Stated task:
Give back each of the items below word for word, line by line, with nothing changed.

Records for the exercise:
■ ■ ■

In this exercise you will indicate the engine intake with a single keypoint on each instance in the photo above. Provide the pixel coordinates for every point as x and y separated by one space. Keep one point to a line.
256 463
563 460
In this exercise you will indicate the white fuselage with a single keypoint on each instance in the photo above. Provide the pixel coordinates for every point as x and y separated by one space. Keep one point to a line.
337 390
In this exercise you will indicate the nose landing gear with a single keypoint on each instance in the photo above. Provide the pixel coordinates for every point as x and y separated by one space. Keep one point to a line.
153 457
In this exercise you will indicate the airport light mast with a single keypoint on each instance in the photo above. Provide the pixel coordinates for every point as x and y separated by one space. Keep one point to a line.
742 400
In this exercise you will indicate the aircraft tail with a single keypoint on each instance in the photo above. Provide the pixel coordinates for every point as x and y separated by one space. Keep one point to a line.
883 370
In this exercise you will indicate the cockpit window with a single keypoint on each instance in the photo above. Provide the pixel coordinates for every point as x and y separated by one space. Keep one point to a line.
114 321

■ ■ ■

Finished answer:
In this exercise you will indicate the engine intake with a single keypoint on each instance in the photo above. Provide the pixel coordinates for every point as x and y separated by one space. Keep one point to a line.
256 463
563 460
In this exercise you will indicate the white fuselage with a single keypoint on each instance in the photo above. Provide the pixel coordinates for every point as x and y separated by one space. Keep one point to a line.
337 390
In this exercise you will indicate the nose landing gear with a single keypoint on each instance in the photo above. Provide the pixel coordinates for every point as x and y separated by one space. Keep one point to a line.
153 457
In this exercise you will indicate the airport light mast with a single keypoint on each instance in the photo above. Provide the pixel coordinates for every point as x and y separated by one space. Keep one point to a line.
742 400
In this exercise you will indicate the aircraft tail with a single keypoint on each instance in the photo above. Provide the pixel coordinates for every point as x and y separated by one space. Keep one point to a line.
883 370
In this exercise you will indicate the cockpit window with a single keypoint on each instance in the photo above. Provide the pixel coordinates for every point as x and y separated by one space. Keep one point to a line.
114 321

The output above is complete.